Record set ->
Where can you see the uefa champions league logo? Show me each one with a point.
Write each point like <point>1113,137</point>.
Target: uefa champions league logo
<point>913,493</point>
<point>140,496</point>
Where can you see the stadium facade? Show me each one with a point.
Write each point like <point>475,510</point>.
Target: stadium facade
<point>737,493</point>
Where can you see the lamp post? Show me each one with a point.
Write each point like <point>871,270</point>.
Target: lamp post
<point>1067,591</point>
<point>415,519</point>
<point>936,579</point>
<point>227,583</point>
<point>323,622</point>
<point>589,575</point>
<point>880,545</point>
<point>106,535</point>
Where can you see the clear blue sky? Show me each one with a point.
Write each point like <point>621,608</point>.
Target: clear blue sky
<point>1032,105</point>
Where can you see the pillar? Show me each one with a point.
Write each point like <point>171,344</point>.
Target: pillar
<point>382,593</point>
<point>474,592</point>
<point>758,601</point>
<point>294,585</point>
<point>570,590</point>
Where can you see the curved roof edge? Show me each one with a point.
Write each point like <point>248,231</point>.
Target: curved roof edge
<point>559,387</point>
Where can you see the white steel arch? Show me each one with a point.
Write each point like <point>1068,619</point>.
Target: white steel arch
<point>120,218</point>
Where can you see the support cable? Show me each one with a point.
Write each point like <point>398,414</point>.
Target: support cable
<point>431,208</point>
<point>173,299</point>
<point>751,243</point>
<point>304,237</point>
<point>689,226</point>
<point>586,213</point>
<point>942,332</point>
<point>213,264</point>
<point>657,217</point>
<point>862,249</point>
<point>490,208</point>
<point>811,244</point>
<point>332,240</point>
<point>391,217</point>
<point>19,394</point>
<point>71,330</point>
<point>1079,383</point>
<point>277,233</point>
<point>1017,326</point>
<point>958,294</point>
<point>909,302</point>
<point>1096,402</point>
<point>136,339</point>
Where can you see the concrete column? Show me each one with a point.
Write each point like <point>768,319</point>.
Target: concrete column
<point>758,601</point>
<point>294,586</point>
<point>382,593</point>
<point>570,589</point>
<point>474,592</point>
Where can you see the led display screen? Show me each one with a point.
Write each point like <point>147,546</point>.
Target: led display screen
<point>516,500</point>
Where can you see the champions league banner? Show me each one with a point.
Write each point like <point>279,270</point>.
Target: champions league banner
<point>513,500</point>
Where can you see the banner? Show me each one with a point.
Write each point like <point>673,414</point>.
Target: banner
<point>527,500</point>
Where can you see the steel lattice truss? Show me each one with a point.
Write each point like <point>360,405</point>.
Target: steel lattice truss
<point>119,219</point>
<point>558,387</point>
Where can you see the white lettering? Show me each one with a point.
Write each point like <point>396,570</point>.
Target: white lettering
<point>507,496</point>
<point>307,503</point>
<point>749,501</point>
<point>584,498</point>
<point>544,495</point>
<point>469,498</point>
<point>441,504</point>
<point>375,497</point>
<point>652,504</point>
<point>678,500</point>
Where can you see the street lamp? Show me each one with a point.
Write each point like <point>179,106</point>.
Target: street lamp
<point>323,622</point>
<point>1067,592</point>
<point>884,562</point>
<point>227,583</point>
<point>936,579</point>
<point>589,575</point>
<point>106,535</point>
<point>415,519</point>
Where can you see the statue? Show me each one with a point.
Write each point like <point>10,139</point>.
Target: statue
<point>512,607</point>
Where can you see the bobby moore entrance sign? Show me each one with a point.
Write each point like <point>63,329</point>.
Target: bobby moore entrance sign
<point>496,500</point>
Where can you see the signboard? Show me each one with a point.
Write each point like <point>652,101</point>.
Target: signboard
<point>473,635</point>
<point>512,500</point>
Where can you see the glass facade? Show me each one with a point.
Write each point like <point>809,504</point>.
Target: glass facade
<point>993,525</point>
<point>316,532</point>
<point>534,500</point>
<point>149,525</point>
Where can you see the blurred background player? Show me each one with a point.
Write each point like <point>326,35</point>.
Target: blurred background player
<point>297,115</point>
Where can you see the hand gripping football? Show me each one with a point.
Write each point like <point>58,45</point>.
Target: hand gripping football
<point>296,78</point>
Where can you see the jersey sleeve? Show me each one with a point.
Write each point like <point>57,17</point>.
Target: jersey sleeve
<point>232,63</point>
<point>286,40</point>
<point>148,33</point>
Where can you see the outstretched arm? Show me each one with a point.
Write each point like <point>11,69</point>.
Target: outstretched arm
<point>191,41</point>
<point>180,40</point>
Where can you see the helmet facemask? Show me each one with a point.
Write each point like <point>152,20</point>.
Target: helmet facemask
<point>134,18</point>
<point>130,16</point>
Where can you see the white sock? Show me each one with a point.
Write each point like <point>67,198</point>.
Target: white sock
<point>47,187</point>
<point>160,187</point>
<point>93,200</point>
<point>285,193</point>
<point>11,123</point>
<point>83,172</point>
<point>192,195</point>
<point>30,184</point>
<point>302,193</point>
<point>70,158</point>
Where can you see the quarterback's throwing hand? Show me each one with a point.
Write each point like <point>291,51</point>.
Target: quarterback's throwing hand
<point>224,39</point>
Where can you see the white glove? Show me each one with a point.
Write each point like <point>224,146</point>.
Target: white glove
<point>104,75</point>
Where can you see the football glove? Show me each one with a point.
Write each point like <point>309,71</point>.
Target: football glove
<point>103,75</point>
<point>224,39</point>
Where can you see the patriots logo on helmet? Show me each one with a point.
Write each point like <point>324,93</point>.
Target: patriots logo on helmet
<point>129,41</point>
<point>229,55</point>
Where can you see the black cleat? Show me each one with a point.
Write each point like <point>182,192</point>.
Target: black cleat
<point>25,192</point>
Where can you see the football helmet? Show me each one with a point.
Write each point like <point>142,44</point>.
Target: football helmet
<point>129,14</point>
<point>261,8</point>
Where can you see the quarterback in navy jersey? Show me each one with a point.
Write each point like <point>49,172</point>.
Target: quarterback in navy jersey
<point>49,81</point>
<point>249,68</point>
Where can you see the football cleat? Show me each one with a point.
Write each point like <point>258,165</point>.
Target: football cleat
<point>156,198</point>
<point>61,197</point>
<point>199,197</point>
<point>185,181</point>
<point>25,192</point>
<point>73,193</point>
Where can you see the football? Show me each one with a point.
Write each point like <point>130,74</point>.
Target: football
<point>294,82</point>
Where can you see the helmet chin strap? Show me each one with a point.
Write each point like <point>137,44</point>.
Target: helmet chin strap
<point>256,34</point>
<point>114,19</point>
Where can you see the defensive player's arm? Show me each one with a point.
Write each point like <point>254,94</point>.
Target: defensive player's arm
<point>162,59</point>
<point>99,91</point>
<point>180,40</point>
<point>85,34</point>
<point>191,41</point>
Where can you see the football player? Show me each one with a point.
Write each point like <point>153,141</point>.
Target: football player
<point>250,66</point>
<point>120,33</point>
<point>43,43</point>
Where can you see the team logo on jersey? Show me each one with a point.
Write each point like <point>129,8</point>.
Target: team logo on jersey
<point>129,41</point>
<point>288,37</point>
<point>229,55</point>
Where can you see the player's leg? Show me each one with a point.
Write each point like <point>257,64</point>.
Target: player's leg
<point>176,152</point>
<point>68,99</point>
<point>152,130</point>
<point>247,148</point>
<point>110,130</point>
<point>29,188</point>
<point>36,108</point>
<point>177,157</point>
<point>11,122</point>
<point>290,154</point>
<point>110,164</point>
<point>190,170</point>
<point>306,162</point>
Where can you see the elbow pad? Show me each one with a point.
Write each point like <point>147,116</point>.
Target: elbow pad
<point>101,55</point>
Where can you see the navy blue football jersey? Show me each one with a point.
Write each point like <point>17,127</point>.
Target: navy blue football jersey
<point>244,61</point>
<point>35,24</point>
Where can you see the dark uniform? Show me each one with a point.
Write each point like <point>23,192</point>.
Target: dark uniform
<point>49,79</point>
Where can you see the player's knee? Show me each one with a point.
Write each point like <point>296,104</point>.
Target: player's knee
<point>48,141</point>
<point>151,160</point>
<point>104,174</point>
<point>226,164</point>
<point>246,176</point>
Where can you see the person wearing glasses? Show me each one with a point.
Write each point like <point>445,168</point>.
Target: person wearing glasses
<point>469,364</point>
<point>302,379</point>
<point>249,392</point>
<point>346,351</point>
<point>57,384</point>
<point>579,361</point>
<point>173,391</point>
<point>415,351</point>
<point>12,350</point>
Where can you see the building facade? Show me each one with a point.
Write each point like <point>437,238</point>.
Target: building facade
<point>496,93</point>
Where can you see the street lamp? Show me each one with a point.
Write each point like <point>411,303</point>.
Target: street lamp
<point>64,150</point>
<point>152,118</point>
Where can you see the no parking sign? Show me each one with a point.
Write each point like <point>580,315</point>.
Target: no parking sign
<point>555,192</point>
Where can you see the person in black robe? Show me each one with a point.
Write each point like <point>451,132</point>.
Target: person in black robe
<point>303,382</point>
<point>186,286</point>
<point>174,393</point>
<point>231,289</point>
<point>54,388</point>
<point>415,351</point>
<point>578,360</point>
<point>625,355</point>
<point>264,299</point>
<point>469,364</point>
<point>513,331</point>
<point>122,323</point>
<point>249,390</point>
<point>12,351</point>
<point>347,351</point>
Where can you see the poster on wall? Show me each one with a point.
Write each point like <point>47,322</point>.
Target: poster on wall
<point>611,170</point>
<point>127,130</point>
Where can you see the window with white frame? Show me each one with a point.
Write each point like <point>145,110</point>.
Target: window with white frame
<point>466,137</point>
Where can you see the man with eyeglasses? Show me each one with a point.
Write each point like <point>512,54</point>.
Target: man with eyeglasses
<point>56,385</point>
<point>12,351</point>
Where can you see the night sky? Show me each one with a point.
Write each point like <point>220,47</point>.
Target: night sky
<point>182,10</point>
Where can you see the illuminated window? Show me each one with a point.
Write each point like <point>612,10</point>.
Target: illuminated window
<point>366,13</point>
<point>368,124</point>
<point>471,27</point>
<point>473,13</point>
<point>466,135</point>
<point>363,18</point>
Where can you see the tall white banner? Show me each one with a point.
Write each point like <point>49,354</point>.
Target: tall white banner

What is required -> Convert the material from its beginning through the line containing "<point>1032,105</point>" into a two-column CSV with the headers input and output. Give one row for each passage that opens with "Where can you see" and its points, with each value in a single quoted field and line breaks replaced by spaces.

Reply ->
input,output
"Where can you see the uefa champions league logo? Show me each one with a point. Write each point like <point>1113,137</point>. Target: uefa champions league logo","<point>913,493</point> <point>140,496</point>"
"Where can you see the stadium facade? Show me each one with a point. Write each point like <point>475,510</point>. Target: stadium facade","<point>737,493</point>"
"Where can you see the lamp post? Show me each one with a point. Write each point like <point>871,270</point>. Target: lamp post","<point>1067,591</point> <point>415,519</point> <point>936,579</point> <point>227,583</point> <point>323,622</point> <point>589,575</point> <point>880,545</point> <point>106,535</point>"
"Where can you see the clear blue sky? Show me each one with a point. Write each point like <point>621,608</point>. Target: clear blue sky","<point>1032,105</point>"